Select every line in the rows below that contains the string "with", matching case exactly, and copy those lines out.
───── DATA SECTION ─────
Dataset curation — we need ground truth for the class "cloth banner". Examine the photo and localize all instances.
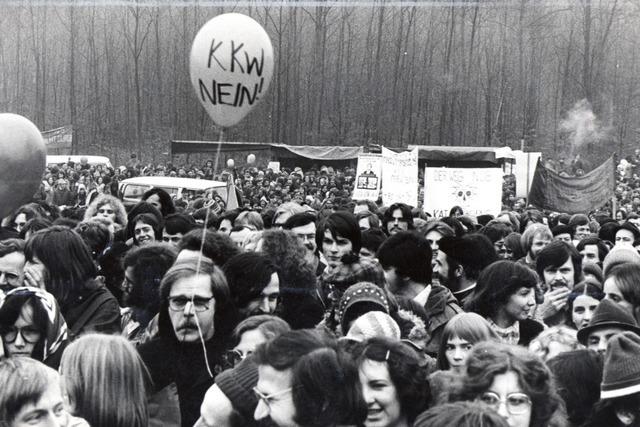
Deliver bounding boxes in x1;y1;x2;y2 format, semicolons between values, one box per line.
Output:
352;154;382;202
382;147;418;206
424;167;503;218
41;125;73;155
528;157;615;214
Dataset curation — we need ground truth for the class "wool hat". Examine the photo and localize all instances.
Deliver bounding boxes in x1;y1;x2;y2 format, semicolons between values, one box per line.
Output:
600;332;640;400
438;233;497;270
338;282;389;333
347;311;400;341
215;357;258;417
578;299;640;345
602;245;640;277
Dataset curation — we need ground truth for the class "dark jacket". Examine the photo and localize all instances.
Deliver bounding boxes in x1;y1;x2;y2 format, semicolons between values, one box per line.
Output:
424;285;463;357
138;301;230;427
518;319;544;347
62;279;120;339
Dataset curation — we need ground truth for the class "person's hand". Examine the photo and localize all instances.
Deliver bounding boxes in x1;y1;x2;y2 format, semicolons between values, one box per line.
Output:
23;265;46;289
537;286;571;319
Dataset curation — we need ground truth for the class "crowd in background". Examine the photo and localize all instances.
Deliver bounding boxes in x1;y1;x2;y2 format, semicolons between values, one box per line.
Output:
0;157;640;427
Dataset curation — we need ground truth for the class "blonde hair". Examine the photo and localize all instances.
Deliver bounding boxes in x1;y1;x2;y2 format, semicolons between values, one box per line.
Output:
60;334;149;427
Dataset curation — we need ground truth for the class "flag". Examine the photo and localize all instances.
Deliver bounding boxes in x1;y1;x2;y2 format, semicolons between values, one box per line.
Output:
529;157;616;214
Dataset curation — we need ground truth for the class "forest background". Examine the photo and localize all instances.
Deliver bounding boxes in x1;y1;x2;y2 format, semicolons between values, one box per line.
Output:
0;0;640;169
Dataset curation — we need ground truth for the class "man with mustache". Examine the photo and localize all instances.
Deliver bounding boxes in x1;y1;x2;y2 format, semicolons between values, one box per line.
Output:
382;203;413;235
138;257;237;427
536;240;582;326
282;212;327;276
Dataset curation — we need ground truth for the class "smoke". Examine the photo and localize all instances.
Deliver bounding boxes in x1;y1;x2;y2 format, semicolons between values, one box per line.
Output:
560;99;611;155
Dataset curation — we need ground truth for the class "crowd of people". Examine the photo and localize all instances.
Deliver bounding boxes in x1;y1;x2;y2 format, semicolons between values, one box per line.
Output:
0;158;640;427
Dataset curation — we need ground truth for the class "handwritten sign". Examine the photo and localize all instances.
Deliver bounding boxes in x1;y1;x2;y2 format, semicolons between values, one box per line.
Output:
382;147;418;206
190;13;273;126
424;167;502;218
352;153;382;202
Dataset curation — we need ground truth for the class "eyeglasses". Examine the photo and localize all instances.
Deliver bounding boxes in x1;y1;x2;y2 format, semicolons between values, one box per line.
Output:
253;387;293;410
169;297;213;313
2;326;40;344
479;392;531;415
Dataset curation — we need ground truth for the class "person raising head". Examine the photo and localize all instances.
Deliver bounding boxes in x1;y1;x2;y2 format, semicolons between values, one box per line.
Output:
465;261;544;346
357;337;431;427
460;342;562;427
60;334;148;427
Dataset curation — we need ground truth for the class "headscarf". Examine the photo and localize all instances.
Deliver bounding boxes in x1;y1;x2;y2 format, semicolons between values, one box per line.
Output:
0;286;68;361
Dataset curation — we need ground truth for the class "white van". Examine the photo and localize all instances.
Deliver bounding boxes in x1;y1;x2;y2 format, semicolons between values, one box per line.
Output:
118;176;227;207
47;155;113;168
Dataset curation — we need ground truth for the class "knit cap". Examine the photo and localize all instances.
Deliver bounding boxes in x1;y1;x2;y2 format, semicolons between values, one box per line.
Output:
578;299;640;345
600;332;640;400
602;245;640;277
215;357;258;418
338;282;389;333
347;311;400;341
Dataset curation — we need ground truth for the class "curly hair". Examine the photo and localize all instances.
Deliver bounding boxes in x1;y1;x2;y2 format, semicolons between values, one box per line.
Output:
356;337;431;423
459;342;561;427
83;194;127;228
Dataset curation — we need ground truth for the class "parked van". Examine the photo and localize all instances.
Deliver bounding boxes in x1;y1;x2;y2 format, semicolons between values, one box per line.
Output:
47;155;113;168
118;176;227;207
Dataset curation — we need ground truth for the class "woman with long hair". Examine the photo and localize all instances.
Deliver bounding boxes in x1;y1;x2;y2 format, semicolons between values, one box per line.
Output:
60;334;148;427
356;337;431;427
84;194;127;232
465;261;544;346
24;226;120;338
438;313;499;374
0;287;67;369
459;342;564;427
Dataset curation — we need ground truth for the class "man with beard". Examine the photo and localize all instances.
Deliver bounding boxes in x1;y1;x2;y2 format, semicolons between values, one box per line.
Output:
433;233;497;305
282;212;327;276
377;231;462;355
516;223;553;271
382;203;413;235
138;257;236;427
223;252;280;320
536;240;582;326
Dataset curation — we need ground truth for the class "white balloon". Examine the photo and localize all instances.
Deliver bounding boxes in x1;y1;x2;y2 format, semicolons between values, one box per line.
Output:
190;13;273;127
0;113;47;218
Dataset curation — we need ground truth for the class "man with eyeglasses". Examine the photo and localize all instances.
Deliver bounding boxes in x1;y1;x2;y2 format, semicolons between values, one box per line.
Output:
138;257;236;427
282;212;327;276
0;239;26;294
253;329;367;427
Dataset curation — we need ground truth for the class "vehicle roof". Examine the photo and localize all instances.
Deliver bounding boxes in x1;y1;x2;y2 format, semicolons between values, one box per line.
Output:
120;176;227;190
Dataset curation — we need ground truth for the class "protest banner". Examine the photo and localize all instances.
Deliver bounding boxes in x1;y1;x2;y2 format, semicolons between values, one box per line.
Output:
528;157;616;214
41;125;73;155
382;147;418;206
351;153;382;202
424;167;503;218
267;162;280;173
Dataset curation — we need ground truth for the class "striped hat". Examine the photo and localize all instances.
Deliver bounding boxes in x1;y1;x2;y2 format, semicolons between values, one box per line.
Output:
347;311;400;341
600;331;640;400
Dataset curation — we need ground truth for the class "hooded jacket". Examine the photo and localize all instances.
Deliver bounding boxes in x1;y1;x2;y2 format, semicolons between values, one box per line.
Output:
138;299;226;427
424;284;463;356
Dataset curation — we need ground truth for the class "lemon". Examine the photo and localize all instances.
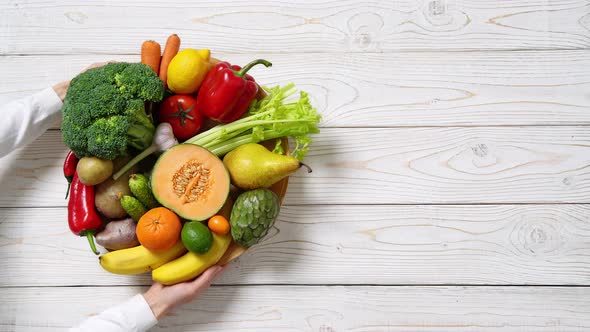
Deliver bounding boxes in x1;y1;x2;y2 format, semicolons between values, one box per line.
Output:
166;48;211;94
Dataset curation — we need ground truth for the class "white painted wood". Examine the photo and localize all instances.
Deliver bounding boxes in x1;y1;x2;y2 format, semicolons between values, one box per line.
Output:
0;127;590;207
0;51;590;127
0;286;590;332
0;0;590;54
0;205;590;287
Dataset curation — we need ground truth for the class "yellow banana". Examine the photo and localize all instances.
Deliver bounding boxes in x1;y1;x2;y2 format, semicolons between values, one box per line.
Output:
100;240;186;274
152;233;232;285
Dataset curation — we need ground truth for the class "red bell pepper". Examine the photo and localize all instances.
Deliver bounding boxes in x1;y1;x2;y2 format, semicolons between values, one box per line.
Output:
68;173;102;255
64;151;78;199
195;59;272;123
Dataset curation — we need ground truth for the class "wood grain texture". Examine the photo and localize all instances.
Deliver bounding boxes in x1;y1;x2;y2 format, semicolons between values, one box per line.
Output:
0;127;590;207
0;0;590;54
0;50;590;127
0;205;590;287
0;286;590;332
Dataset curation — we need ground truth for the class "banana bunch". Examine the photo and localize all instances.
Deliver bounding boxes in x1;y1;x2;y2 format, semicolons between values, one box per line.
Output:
99;241;186;274
152;233;232;285
100;233;232;285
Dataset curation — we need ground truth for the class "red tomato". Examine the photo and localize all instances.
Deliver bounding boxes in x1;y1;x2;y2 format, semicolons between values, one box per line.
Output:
158;95;204;141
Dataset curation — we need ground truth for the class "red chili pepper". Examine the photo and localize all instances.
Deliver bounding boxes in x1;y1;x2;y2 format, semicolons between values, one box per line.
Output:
68;173;102;255
64;151;78;199
196;59;272;123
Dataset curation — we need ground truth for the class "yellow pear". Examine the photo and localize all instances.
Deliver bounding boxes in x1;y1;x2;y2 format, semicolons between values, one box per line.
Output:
223;143;311;190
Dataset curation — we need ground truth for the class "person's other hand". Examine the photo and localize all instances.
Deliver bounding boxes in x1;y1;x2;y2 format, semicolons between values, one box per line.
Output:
143;265;227;320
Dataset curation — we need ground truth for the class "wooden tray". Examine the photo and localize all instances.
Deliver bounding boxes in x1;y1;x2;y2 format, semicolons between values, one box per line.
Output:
217;138;290;265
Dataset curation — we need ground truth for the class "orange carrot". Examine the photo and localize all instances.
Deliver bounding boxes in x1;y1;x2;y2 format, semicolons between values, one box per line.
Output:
141;40;161;75
160;34;180;85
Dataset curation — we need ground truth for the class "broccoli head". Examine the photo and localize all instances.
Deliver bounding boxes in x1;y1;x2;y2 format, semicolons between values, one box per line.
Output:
62;62;164;160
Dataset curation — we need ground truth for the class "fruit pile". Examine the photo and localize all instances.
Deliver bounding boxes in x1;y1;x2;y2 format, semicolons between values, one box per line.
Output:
62;35;320;285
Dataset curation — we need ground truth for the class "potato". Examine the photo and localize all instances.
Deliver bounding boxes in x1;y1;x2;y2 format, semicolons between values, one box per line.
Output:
94;173;131;219
76;157;113;186
95;218;139;250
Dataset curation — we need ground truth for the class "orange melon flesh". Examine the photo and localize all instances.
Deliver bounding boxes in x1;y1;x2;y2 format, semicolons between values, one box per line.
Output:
151;144;230;220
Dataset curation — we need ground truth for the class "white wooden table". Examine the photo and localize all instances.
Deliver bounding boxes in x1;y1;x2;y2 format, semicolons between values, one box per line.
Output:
0;0;590;332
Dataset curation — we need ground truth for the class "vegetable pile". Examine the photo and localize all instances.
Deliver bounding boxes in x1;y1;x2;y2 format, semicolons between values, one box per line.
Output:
62;35;321;285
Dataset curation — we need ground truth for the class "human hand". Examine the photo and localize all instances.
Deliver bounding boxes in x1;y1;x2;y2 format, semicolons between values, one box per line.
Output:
143;265;227;320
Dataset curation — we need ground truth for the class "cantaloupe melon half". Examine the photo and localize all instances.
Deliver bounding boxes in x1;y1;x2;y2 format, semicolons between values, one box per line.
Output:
151;144;230;220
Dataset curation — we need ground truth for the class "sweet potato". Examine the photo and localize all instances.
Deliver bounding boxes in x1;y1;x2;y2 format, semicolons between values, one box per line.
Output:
95;218;139;250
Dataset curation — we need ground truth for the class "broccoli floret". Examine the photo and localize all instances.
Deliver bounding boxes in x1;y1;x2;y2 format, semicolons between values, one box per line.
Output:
115;63;164;102
88;84;127;120
125;99;156;150
61;118;88;158
62;62;164;160
86;115;128;160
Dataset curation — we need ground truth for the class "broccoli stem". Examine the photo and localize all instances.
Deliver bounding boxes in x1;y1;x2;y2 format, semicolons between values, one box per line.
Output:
113;144;159;181
127;115;156;150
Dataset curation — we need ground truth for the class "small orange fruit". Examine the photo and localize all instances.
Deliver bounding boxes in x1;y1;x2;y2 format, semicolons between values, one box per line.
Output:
135;207;182;252
207;214;230;235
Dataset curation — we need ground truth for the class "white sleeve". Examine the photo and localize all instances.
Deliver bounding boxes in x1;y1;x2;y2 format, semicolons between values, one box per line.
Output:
0;88;63;158
69;294;158;332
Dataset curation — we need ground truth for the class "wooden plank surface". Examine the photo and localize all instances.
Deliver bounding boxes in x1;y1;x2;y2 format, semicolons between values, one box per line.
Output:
0;0;590;54
0;127;590;207
0;205;590;287
0;50;590;127
0;286;590;332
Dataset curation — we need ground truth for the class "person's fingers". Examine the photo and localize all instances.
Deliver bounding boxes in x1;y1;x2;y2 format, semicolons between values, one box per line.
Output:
191;265;225;290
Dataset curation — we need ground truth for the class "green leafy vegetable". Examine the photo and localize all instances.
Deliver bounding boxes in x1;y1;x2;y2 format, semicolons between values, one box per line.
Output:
186;83;321;160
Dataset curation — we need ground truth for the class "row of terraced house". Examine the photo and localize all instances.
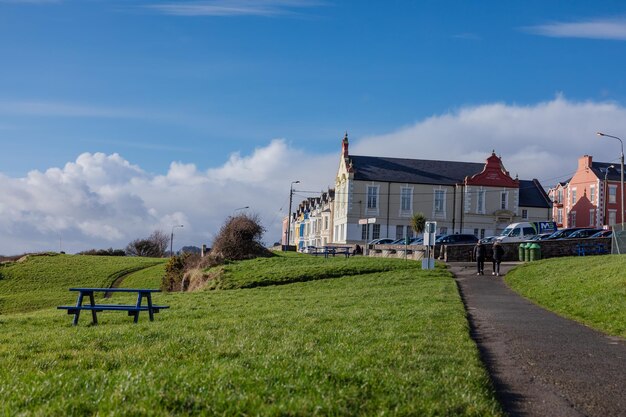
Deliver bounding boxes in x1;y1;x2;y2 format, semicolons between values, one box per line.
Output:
282;134;621;250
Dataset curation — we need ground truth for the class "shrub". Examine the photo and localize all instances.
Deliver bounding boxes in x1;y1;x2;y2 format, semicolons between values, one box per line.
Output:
211;214;273;261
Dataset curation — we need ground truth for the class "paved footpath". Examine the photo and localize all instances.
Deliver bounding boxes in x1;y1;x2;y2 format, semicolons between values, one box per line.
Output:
449;263;626;417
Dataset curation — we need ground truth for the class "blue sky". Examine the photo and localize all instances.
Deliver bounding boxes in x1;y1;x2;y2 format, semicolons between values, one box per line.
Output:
0;0;626;253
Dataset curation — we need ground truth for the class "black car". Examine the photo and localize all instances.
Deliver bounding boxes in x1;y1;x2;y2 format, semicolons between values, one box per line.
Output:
435;233;478;245
567;229;602;239
547;227;586;240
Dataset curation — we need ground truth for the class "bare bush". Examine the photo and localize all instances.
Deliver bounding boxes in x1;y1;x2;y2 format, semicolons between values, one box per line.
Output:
211;214;273;261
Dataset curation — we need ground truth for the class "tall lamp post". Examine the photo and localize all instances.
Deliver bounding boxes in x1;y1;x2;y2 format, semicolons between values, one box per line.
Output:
285;181;300;248
166;224;183;257
596;132;624;230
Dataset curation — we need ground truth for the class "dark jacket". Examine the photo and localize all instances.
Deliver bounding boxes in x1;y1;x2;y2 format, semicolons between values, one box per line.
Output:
474;245;486;259
493;245;504;261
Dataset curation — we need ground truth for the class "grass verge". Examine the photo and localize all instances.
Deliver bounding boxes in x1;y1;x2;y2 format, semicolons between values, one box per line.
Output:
206;252;421;289
0;255;165;314
0;260;502;416
505;255;626;337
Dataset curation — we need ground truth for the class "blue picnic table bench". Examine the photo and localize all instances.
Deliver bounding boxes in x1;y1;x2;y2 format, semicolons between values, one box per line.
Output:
57;288;169;326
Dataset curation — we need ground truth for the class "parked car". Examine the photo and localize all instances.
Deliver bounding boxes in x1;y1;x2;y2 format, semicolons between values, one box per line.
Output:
546;227;585;240
528;233;552;242
589;230;613;238
368;237;395;245
435;233;478;245
302;246;317;253
567;229;602;239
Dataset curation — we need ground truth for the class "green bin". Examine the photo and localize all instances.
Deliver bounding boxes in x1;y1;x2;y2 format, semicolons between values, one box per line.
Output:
518;243;526;262
529;243;541;261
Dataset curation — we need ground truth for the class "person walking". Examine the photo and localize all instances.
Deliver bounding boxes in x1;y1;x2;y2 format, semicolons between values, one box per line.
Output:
491;240;504;277
474;241;486;275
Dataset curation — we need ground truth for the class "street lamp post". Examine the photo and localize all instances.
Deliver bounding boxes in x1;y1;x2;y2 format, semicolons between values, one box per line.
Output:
602;165;615;226
285;181;300;248
596;132;624;230
170;224;183;257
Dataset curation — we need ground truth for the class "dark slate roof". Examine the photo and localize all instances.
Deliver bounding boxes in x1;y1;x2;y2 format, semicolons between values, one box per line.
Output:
350;155;550;208
591;161;620;181
519;180;552;208
350;155;485;185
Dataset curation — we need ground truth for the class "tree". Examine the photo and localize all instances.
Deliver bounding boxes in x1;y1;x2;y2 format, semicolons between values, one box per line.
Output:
126;230;169;258
411;213;426;234
211;214;272;260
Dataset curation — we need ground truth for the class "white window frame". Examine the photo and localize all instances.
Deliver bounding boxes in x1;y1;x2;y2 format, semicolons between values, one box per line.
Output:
433;188;446;218
365;185;380;213
400;186;413;214
476;189;486;214
500;191;509;210
372;223;380;239
609;210;617;226
589;184;596;204
609;185;617;204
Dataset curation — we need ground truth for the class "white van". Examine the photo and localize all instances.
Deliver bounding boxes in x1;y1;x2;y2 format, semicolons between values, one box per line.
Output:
497;222;556;242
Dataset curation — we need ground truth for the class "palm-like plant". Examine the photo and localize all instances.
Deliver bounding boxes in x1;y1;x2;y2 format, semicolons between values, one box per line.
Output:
411;213;426;234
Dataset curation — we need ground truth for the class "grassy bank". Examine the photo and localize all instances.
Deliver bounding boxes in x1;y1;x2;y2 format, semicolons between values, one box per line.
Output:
0;258;501;416
0;255;165;314
207;252;421;289
506;255;626;337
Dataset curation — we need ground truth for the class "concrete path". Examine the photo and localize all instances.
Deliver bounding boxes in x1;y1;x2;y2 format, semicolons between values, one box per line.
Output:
449;263;626;417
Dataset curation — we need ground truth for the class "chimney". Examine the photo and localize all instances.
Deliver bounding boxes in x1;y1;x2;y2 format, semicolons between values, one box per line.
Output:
578;155;592;171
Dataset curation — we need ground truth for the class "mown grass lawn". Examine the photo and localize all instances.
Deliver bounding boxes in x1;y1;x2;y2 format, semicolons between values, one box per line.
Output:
0;254;165;314
505;255;626;337
0;254;501;416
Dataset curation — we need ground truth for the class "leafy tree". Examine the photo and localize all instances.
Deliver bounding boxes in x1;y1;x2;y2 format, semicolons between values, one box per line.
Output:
411;213;426;234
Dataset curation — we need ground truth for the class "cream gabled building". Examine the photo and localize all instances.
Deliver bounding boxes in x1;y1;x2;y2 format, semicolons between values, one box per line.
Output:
333;134;551;244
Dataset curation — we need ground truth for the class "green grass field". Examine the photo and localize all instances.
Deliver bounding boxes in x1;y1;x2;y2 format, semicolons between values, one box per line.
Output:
506;255;626;337
0;255;165;314
0;252;502;416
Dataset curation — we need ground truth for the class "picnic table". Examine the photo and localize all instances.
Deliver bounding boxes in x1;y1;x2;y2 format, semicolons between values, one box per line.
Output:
57;288;169;326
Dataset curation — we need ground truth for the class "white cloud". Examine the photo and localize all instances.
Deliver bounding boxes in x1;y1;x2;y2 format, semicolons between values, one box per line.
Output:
0;140;336;254
351;95;626;186
146;0;320;17
524;18;626;41
0;96;626;254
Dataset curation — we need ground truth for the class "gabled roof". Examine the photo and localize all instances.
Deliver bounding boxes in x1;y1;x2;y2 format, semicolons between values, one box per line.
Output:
591;161;620;181
350;155;551;208
350;155;485;185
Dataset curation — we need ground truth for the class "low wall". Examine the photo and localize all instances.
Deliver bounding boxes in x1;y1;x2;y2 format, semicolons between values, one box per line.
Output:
437;237;611;262
369;237;612;262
─────
SOLUTION TO THIS TASK>
Dataset curation — we need ground truth for the class "man with mustache". Examine the photo and localize all instances.
Dataset curation — we need ground truth for the class "woman with long hair". Examine the photo and localize all instances.
Dataset curation — we need ground truth for the class "man with beard". Examine the photo and localize all instances.
Dataset curation — we need ground truth for the class "man with eyeglasses". Examine the photo and localize all instances.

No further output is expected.